TASK TO CARRY OUT
Reproduce each of the records below word for word, from the first to the last.

PROVIDED ENTRIES
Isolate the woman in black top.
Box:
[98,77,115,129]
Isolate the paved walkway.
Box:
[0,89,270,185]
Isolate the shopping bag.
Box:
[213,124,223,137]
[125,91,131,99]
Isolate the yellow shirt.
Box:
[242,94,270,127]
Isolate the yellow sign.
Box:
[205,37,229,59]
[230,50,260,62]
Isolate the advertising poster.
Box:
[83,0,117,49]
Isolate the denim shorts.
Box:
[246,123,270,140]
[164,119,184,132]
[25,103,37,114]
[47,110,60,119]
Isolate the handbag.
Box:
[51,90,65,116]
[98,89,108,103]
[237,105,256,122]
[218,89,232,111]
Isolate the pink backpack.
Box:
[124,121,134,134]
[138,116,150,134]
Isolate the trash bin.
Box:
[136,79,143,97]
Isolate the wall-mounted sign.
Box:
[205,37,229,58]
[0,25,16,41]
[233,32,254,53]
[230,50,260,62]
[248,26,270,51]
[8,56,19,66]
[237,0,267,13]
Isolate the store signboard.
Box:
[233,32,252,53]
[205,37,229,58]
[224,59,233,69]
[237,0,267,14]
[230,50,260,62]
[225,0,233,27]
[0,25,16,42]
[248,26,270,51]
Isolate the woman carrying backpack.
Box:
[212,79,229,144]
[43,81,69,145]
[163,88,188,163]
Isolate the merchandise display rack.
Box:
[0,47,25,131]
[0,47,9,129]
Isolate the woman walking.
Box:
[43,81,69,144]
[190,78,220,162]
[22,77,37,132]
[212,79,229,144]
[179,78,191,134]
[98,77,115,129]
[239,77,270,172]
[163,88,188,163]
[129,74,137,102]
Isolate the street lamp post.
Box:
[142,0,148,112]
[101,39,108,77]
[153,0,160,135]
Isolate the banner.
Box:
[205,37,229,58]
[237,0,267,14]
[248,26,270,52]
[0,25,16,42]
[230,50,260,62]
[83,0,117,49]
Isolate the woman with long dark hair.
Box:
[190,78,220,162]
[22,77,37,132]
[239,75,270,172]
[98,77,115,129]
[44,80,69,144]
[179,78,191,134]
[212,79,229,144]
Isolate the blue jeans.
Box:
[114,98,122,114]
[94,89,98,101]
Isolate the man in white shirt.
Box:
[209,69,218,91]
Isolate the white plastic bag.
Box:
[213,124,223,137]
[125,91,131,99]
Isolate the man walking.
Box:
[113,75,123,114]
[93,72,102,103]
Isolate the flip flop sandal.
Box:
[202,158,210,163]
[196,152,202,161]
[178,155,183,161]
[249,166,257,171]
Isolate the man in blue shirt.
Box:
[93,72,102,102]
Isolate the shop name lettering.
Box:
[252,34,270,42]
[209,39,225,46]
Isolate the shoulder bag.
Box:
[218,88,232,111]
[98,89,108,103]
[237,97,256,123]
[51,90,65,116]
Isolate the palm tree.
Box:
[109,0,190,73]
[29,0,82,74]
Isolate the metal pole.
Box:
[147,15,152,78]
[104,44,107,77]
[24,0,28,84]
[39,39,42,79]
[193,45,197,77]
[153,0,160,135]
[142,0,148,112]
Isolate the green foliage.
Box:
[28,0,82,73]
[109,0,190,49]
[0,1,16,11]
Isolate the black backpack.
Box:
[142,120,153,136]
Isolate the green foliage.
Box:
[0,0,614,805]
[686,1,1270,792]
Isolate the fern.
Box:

REPLY
Isolate the woman in black top.
Box:
[98,77,115,129]
Isolate the paved walkway.
Box:
[0,89,270,185]
Isolate the shopping bag.
Box:
[213,124,223,137]
[125,91,131,99]
Isolate the yellow shirt.
Box:
[242,94,270,127]
Isolate the yellow sign.
Box:
[205,37,229,59]
[230,50,260,62]
Isolate the advertising poster.
Box:
[83,0,117,49]
Isolate the denim shorts.
Box:
[246,123,270,140]
[164,119,184,132]
[25,103,37,114]
[47,110,60,119]
Isolate the handbag.
Box:
[51,90,65,116]
[98,89,108,103]
[237,105,256,122]
[218,89,232,111]
Isolate the pink backpack.
Box:
[124,121,134,134]
[138,116,150,134]
Isolate the trash bin.
Box:
[136,79,143,97]
Isolate the wall-mounted sign.
Box:
[205,37,229,58]
[0,25,16,41]
[233,32,254,53]
[230,50,260,62]
[248,26,270,51]
[8,56,19,66]
[237,0,267,13]
Isolate the store signboard.
Box:
[233,32,252,53]
[205,37,229,58]
[224,59,233,69]
[237,0,267,14]
[230,50,260,62]
[225,0,233,27]
[0,25,16,42]
[248,26,270,51]
Isolate the woman carrying backpack.
Box:
[212,79,229,144]
[43,81,69,145]
[163,88,188,163]
Isolate the merchandise display rack.
Box:
[0,47,25,131]
[0,47,9,129]
Isolate the woman walking.
Box:
[43,81,69,144]
[190,78,220,162]
[22,77,37,132]
[212,79,229,144]
[179,78,191,134]
[98,77,115,129]
[239,77,270,172]
[163,88,188,163]
[129,74,137,102]
Isolate the street lamp post.
Box:
[142,0,148,112]
[101,39,108,77]
[153,0,160,135]
Isolate the banner.
Box:
[205,37,229,58]
[237,0,267,14]
[248,26,270,52]
[0,25,16,42]
[230,50,260,62]
[83,0,117,49]
Isolate the woman with long dark hair.
Box:
[190,78,220,162]
[22,77,37,132]
[239,75,270,172]
[98,77,115,129]
[44,80,69,144]
[179,78,191,134]
[212,79,229,144]
Isolate the blue jeans.
Box:
[114,98,122,114]
[94,89,98,101]
Isolate the man in white shirt.
Box:
[209,69,218,91]
Isolate the white plastic bag.
Box:
[213,124,223,137]
[125,91,131,99]
Isolate the man walking.
Box:
[113,75,123,114]
[93,72,102,103]
Isolate the flip flop sandal.
Box:
[202,158,210,163]
[196,152,202,161]
[178,155,183,161]
[249,166,257,171]
Isolate the man in blue shirt.
Box:
[93,72,102,102]
Isolate the shop name lettering.
Box:
[252,34,270,42]
[209,39,225,46]
Isolate the shoulder bag.
Box:
[218,88,232,111]
[98,89,108,103]
[237,97,256,123]
[51,90,65,116]
Isolate the palm tree.
Box:
[109,0,190,73]
[29,0,82,74]
Isolate the metal pole.
Box:
[147,15,152,78]
[104,44,107,77]
[24,0,28,84]
[39,39,42,79]
[193,45,197,77]
[153,0,160,135]
[142,0,148,112]
Isolate the green foliage.
Box:
[28,0,82,73]
[109,0,190,49]
[0,1,16,11]
Isolate the black backpack.
Box:
[142,120,153,136]
Isolate the green foliage.
Box:
[0,0,614,805]
[686,1,1270,792]
Isolate the fern.
Box:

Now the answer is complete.